(Records from a collection)

=== Section Start ===

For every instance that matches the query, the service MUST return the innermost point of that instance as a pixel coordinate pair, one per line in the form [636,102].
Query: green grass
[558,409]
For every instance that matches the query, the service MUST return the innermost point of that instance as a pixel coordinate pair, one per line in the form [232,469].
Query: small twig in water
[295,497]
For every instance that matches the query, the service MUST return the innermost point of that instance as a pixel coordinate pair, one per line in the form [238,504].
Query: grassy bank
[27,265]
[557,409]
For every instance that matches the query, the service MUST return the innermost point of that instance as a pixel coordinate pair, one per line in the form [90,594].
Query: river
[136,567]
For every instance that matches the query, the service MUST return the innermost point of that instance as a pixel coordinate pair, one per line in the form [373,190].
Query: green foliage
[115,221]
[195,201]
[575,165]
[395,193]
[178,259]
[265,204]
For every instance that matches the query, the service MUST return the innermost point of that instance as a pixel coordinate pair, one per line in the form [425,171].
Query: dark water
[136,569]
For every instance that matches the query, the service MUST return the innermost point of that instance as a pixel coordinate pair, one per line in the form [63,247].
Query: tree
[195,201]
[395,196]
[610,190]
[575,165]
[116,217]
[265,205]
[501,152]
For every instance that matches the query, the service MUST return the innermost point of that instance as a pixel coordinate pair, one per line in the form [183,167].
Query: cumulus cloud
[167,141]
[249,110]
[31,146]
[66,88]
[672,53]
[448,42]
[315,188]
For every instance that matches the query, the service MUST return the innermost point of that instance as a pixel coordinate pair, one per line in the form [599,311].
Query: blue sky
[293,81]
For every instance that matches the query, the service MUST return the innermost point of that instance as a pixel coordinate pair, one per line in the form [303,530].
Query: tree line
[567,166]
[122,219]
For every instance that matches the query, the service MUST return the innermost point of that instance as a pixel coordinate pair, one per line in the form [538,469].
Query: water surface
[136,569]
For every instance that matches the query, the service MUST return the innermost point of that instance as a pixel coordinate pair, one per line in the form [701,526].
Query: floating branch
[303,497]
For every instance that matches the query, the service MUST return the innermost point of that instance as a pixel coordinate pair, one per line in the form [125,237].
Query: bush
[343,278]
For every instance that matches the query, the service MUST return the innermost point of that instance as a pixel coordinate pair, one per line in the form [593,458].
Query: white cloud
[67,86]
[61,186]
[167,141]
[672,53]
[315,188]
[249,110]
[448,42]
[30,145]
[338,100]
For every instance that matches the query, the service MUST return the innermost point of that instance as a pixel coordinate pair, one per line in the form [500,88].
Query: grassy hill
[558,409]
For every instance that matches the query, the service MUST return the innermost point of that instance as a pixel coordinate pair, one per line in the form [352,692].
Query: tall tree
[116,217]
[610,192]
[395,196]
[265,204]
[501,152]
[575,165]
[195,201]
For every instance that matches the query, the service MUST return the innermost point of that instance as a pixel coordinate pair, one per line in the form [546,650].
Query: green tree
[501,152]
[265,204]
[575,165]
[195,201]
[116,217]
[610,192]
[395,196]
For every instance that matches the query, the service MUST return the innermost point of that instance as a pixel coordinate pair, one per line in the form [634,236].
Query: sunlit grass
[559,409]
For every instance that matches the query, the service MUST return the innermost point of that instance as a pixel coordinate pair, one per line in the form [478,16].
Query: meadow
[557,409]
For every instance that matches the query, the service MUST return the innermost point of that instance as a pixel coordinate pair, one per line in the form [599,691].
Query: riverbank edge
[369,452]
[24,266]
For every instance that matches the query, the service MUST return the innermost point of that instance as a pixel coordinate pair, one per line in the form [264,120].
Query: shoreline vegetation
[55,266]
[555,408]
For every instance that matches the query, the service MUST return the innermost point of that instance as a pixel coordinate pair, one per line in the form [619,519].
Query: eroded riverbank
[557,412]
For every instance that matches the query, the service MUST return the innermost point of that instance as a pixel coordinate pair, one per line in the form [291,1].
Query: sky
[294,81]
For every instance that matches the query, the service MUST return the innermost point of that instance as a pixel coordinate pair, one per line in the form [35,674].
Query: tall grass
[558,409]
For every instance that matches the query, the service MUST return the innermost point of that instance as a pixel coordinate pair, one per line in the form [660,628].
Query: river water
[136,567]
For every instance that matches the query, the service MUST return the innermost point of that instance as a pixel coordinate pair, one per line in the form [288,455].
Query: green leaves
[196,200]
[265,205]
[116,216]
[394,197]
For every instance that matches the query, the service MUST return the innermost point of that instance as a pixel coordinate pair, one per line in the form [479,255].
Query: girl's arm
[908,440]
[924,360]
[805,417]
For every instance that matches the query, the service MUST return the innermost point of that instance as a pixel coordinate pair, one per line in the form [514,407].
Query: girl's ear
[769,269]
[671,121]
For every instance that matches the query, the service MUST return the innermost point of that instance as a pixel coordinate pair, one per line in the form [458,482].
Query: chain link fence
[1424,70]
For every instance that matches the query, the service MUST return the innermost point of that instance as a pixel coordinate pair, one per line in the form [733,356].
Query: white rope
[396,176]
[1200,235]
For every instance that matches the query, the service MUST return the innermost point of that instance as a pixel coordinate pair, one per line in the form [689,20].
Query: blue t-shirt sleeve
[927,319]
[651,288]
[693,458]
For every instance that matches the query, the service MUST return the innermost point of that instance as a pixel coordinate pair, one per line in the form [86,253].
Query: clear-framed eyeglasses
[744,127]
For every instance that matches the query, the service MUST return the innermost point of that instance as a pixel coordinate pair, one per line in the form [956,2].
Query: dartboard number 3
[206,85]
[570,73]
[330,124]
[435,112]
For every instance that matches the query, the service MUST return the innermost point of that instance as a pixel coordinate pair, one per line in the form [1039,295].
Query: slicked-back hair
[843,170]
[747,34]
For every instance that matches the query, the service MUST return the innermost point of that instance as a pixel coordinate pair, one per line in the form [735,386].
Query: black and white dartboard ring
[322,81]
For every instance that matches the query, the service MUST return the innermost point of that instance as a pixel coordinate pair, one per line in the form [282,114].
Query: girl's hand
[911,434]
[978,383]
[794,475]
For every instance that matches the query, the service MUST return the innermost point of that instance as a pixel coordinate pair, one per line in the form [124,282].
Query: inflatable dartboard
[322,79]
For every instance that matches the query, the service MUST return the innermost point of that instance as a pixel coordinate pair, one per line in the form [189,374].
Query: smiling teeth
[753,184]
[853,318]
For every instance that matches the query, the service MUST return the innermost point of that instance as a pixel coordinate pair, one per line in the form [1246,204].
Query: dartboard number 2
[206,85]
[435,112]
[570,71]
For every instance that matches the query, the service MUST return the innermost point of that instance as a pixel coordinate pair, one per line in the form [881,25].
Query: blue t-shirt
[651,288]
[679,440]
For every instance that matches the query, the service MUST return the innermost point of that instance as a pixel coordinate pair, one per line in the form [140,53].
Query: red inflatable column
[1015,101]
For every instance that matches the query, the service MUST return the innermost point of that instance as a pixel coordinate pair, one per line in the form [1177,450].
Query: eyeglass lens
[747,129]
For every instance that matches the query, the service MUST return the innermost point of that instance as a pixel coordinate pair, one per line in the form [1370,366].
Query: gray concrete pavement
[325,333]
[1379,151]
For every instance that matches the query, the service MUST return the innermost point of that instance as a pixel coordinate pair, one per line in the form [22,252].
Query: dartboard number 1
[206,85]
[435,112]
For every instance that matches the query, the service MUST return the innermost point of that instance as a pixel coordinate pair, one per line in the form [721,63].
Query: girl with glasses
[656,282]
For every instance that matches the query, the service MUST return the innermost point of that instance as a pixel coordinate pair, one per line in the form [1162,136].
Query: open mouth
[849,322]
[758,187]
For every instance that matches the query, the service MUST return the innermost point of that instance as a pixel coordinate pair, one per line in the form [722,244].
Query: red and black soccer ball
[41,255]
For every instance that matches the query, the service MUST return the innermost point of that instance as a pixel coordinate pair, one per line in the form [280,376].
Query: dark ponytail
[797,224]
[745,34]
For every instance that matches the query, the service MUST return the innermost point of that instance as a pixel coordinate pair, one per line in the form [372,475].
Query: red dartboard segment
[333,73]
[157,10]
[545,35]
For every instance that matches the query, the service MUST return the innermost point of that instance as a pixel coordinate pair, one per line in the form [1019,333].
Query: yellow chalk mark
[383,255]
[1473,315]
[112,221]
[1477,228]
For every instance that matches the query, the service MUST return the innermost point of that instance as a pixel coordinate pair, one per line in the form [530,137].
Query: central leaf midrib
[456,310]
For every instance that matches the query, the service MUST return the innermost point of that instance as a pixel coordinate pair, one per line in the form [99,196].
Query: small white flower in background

=== Section End ===

§ **Exercise prompt**
Using the data above, reproduce exactly the lines between those holding "the form [232,469]." and "the form [303,530].", inclusive, and no others.

§ **Response to this task**
For every instance that matches the query, the service MUST return the innermost point of that instance as a pixel coordinate pair, one per line in the form [232,469].
Query: small twig in water
[295,497]
For every instance that matches the query, the service MUST return the innermost point of that instance as a pixel coordinate pair, one per line in the form [238,504].
Query: grassy bank
[27,265]
[557,409]
For every instance that matches the query, the service MUST return the innermost point of that instance as a pixel coordinate pair, one per line in the form [90,594].
Query: river
[136,567]
For every instance that matches the query, the service MUST return the innermost point of that instance as a pixel coordinate pair, one per line in the form [373,190].
Query: green foliage
[115,221]
[195,201]
[575,165]
[395,193]
[178,259]
[265,204]
For every instance that matches the query, the service MUST return the innermost point of that instance as a pixel coordinate pair, one per line in the form [425,171].
Query: dark water
[136,569]
For every instance that matches the query, the service MUST return the innermost point of that instance as a pixel coordinate pair, one per line in the form [63,247].
Query: tree
[195,201]
[395,196]
[610,190]
[575,165]
[116,217]
[265,205]
[501,152]
For every instance that matches the query, the service MUST return the innermost point of that instance as a pixel coordinate pair, one per line in the form [183,167].
Query: cumulus cloud
[167,141]
[249,110]
[31,146]
[66,88]
[672,53]
[448,42]
[315,188]
For every instance that matches the query, the service MUST return the innermost point of that instance as a pixel coordinate pair, one per line in the form [599,311].
Query: blue sky
[293,81]
For every instance that matches the query, the service MUST return the innermost point of that instance as a pixel coordinate pair, one per line in the form [303,530].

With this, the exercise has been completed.